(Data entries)
########################################

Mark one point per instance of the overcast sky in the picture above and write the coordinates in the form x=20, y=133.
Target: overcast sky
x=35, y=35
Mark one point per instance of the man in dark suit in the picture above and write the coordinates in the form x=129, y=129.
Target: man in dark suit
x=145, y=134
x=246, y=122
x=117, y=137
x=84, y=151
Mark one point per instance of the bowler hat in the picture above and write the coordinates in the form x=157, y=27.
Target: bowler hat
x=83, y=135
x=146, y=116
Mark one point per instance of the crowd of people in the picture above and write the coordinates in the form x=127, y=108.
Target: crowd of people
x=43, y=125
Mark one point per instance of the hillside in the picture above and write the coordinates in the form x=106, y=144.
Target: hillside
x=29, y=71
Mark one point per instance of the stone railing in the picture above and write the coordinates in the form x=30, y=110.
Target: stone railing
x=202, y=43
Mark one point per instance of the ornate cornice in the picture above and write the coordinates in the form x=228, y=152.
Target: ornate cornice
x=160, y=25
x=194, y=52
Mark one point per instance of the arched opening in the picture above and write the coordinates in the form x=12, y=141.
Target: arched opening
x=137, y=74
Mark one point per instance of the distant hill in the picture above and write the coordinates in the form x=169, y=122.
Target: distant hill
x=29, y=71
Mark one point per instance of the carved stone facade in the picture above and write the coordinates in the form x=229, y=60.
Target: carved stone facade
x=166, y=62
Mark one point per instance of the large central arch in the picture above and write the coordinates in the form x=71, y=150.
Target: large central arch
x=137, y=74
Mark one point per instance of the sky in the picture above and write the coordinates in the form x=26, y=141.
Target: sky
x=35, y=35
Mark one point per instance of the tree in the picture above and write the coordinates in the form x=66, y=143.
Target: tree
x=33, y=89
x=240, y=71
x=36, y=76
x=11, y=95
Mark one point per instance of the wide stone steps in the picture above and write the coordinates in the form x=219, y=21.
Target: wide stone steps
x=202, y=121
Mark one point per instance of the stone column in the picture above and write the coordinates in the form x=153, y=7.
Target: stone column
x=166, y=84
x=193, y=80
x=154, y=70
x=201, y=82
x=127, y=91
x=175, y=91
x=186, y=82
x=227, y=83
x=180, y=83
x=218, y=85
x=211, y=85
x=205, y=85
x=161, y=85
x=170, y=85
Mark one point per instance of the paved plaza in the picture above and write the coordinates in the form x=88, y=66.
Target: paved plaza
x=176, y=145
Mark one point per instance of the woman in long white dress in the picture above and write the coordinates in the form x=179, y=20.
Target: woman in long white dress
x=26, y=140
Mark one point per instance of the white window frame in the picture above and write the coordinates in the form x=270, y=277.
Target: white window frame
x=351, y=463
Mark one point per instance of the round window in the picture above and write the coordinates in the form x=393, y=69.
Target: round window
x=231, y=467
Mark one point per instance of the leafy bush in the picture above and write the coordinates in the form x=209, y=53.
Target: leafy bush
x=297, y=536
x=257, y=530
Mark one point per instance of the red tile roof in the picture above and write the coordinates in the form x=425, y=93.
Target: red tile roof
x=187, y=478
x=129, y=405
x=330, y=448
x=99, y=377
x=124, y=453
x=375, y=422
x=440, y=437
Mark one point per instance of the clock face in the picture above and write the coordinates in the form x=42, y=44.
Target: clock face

########################################

What the task requires: Output the data exactly, in full.

Response area:
Mark one point per instance of the overcast sky in the picture above and write the coordinates in the form x=20, y=133.
Target: overcast sky
x=35, y=35
Mark one point per instance of the man in dark suit in the picture above and write the coordinates in the form x=129, y=129.
Target: man in dark suit
x=145, y=134
x=246, y=122
x=117, y=137
x=84, y=151
Mark one point per instance of the bowler hat in the picture above and write the coordinates in the form x=157, y=27.
Target: bowler hat
x=83, y=135
x=146, y=116
Mark one point per instance of the crowd of people in the picture above and write the coordinates in the form x=127, y=108.
Target: crowd of people
x=43, y=125
Mark one point per instance of the hillside in the picture above and write the coordinates in the form x=106, y=144.
Target: hillside
x=29, y=71
Mark one point per instance of the stone railing in the picture above and write the coordinates in the form x=30, y=110.
Target: stone railing
x=202, y=43
Mark one point per instance of the ornate cornice in the picture above and write the coordinates in the form x=228, y=152.
Target: ornate cornice
x=160, y=25
x=194, y=52
Mark one point per instance of the arched opening in the picture above and write the coordinates in the form x=12, y=141.
Target: arched opening
x=137, y=74
Mark one point per instance of the distant hill in the picture above and write the coordinates in the form x=169, y=122.
Target: distant hill
x=29, y=71
Mark one point per instance of the carved stone facade in the picture above and write the coordinates in the form x=229, y=60.
Target: carved stone facade
x=166, y=62
Mark one point per instance of the large central arch in the picture above and write the coordinates in the form x=71, y=150.
Target: large central arch
x=137, y=74
Mark one point per instance of the sky in the picture above and write the coordinates in the form x=26, y=141.
Target: sky
x=35, y=35
Mark one point per instance of the tree in the picture above and write the coordinates in the form x=66, y=143.
Target: tree
x=33, y=89
x=240, y=71
x=36, y=76
x=11, y=95
Mark one point per instance of the wide stone steps in the picture above and write the coordinates in the form x=219, y=21.
Target: wide stone steps
x=202, y=121
Mark one point per instance of the stone column in the picture above and write the coordinates in the form x=153, y=7.
Target: stone column
x=166, y=84
x=193, y=80
x=154, y=70
x=201, y=82
x=127, y=91
x=175, y=91
x=186, y=82
x=227, y=83
x=180, y=83
x=218, y=85
x=211, y=85
x=205, y=85
x=161, y=85
x=170, y=85
Mark one point per instance of the paved plaza in the picture above and write the coordinates in the form x=88, y=66.
Target: paved plaza
x=176, y=145
Mark one point per instance of the woman in long white dress in the picture above and write the coordinates in the form x=179, y=20.
Target: woman in long white dress
x=26, y=140
Mark one point per instance of the white window frame in the picture above and write the coordinates in the form x=270, y=277.
Target: white window frame
x=351, y=463
Mark one point per instance of the round window in the picture above and write the coordinates in the form x=393, y=69.
Target: round window
x=231, y=467
Mark one point per instance of the leafy bush in the picture above and write the coordinates in the form x=209, y=53.
Target: leafy bush
x=297, y=536
x=257, y=530
Mark one point per instance of the red tile roof in the picture above and write the coordinates in the form x=425, y=93.
Target: red tile roof
x=187, y=478
x=129, y=405
x=330, y=448
x=99, y=377
x=124, y=453
x=375, y=422
x=440, y=437
Mark one point per instance of the clock face in the picture above and write the coordinates in the form x=42, y=44.
Target: clock face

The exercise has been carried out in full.